• **Extract**:
____
Summary:ASTERISK-24451: chan_iax2: reference leak in sched_delay_remove
Reporter:Corey Farrell (coreyfarrell)Labels:
Date Opened:2014-10-26 18:43:10Date Closed:2015-02-18 20:00:15.000-0600
Versions:11.16.0 13.0.0-beta3 Frequency of
Environment:Attachments:( 0) refs.txt
Description:chan_iax2 leaks references to {{peercnt}} when Asterisk is shutdown within 60 seconds of calling {{sched_delay_remove}}.  This issue was found with the testsuite using ASTERISK-24379.  Many tests produce the leak.

I don't know chan_iax2 but am reporting this in the hopes that someone can address it so we can get the full testsuite leak free.
Comments:By: Corey Farrell (coreyfarrell) 2014-10-26 18:46:26.103-0500

Output from refcounter.py -n for {{tests/callparking}}.  The full refs log is 57mb, if it is needed we will need to find a way for me to post it (JIRA limit is 10MB).

By: Matt Jordan (mjordan) 2014-10-28 11:48:05.179-0500

So the weird thing is that reference bump is balanced. The variable in question is {{peercnt}}:

3033: if ((peercnt = ao2_find(peercnts, &tmp, OBJ_POINTER))) {
3034: /* refcount is incremented with ao2_find.  keep that ref for the scheduler */
3035: ast_debug(1, "schedule decrement of callno used for %s in %d seconds\n", ast_sockaddr_stringify_addr(addr), MIN_REUSE_TIME);
3036: i = iax2_sched_add(sched, MIN_REUSE_TIME * 1000, peercnt_remove_cb, peercnt);
3037: if (i == -1) {
3038: ao2_ref(peercnt, -1);
3039: }
3040: }

The variable leaking is {{peercnt}}. The function that should drop the reference is {{peercnt_remove_cb}}, which should be called so long as {{iax2_sched_add}} returns anything but {{-1}}, in which case we drop the reference ourselves. {{iax2_sched_add}} calls {{ast_sched_add}} - which returns {{-1}} on failure and the scheduled ID if the scheduler succeeded.
____
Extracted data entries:
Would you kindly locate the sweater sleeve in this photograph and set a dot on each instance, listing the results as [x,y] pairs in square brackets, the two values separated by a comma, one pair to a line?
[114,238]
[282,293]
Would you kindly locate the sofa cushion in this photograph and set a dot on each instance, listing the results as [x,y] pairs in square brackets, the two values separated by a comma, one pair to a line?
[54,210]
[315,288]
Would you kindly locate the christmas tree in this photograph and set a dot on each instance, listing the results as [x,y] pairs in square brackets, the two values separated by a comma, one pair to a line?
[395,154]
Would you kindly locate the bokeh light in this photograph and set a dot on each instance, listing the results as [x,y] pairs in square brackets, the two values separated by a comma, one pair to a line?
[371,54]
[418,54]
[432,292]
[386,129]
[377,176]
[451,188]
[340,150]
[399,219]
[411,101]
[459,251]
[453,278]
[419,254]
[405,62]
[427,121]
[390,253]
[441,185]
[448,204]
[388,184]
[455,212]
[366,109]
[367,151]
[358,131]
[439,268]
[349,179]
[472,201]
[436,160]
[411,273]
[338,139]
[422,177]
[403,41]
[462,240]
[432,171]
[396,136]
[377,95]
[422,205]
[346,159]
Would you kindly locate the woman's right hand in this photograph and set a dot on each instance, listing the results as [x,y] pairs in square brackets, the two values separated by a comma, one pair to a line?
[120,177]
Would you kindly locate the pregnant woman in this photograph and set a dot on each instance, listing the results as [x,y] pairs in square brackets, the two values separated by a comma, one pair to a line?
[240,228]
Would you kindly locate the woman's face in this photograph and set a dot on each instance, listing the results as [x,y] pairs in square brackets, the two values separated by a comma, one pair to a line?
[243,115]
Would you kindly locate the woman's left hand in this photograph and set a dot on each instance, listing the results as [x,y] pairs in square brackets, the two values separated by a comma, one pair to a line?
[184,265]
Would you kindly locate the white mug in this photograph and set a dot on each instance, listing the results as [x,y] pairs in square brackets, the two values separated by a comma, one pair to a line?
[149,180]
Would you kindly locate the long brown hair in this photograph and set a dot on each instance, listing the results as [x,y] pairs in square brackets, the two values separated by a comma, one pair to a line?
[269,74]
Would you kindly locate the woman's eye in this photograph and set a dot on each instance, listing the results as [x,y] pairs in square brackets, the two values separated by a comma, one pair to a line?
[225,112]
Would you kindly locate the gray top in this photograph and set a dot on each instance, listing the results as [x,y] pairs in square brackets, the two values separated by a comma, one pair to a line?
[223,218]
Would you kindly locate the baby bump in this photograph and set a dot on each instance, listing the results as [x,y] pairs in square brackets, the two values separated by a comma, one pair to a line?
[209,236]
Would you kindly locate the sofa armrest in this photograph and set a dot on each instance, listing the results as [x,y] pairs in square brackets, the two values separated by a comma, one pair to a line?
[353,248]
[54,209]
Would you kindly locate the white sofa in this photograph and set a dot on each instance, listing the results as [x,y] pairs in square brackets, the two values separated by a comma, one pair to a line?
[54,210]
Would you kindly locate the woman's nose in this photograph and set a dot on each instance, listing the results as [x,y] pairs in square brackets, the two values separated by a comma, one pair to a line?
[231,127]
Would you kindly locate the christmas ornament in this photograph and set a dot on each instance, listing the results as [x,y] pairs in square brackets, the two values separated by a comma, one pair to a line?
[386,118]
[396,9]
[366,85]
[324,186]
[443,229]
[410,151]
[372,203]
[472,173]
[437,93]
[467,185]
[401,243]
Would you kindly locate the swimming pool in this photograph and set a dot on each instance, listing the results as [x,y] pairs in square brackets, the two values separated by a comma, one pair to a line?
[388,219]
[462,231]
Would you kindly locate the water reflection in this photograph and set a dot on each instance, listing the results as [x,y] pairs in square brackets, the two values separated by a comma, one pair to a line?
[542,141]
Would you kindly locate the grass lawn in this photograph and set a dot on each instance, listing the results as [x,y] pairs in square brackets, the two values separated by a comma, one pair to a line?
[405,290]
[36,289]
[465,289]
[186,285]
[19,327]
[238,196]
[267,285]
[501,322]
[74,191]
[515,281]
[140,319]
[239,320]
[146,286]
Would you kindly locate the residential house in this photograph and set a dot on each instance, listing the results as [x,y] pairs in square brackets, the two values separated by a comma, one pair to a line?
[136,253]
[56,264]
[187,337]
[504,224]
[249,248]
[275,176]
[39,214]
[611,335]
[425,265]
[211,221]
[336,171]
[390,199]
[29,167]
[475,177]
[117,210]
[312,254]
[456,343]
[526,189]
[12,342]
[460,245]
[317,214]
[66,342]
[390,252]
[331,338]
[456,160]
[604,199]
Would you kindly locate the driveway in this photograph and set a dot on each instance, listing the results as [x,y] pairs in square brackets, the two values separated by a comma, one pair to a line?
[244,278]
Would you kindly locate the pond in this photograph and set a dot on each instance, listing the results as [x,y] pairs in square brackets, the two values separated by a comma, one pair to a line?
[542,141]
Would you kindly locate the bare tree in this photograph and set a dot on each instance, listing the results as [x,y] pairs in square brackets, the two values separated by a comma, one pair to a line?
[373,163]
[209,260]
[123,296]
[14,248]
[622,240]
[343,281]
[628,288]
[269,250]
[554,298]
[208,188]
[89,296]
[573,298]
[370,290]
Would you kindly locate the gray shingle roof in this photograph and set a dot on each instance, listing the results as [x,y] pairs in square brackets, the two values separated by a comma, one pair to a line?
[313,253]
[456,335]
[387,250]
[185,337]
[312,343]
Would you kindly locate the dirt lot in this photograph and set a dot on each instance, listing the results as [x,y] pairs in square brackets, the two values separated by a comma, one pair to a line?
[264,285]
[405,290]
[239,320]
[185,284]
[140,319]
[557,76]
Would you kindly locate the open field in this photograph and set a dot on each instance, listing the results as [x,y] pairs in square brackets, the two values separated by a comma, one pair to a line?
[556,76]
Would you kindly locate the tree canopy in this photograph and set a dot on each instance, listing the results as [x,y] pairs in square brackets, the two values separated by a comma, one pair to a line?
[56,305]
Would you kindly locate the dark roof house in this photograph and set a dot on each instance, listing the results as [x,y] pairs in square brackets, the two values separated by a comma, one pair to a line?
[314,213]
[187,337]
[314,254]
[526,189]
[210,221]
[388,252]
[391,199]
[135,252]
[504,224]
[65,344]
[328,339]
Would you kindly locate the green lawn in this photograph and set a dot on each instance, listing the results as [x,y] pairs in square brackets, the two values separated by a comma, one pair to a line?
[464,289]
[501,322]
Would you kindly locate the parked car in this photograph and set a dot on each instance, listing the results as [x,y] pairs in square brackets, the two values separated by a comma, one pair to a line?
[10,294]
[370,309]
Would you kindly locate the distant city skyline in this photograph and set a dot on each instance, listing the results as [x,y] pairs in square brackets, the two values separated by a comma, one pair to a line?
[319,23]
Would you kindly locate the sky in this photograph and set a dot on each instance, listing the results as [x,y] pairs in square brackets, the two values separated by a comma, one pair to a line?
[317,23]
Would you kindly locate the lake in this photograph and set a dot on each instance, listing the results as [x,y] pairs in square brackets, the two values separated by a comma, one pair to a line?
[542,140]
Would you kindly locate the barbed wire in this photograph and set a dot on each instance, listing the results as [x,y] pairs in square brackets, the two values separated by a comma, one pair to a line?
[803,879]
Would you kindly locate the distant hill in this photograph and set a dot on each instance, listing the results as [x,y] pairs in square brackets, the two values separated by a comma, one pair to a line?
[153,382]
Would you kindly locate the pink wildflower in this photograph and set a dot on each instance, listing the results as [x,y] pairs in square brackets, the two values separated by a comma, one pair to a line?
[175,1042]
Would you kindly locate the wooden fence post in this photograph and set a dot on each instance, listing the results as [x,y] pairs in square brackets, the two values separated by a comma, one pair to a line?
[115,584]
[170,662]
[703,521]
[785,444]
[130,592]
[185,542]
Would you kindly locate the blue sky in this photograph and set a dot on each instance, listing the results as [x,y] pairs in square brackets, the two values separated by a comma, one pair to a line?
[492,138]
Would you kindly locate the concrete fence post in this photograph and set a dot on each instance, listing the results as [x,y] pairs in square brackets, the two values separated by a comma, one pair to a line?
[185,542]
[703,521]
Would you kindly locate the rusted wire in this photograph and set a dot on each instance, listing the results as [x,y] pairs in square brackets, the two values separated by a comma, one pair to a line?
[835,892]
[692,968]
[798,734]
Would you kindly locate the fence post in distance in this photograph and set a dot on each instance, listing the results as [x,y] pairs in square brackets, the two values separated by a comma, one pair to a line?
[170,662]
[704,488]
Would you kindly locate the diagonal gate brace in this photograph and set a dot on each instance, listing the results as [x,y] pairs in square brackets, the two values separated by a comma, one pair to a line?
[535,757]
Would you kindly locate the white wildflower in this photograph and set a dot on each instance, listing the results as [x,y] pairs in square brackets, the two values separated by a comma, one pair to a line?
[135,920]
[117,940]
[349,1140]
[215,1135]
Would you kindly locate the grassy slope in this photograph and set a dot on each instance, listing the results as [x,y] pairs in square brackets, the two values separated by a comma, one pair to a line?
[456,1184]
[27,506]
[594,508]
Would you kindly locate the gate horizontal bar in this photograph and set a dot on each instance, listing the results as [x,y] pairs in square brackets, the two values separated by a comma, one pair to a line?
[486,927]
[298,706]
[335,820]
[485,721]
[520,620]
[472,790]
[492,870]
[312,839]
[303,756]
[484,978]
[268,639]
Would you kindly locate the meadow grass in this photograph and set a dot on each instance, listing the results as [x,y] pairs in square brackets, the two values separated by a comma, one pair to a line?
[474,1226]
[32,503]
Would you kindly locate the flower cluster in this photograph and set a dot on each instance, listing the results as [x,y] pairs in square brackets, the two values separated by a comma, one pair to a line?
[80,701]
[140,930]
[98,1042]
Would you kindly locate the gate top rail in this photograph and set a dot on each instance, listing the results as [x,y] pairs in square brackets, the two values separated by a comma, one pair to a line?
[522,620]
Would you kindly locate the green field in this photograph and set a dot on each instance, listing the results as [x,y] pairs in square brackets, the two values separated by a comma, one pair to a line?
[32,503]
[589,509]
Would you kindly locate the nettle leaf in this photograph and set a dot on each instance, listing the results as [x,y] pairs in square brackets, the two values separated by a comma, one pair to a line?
____
• **Brief A**:
What size limit for JIRA uploads does the issue report mention?
• **Brief B**:
Count the lines in the rows that contain the string "hand", matching case exactly, and reply with the number only.
The issue report and the rows are unrelated to each other.

• **Complete answer A**:
10MB.

• **Complete answer B**:
2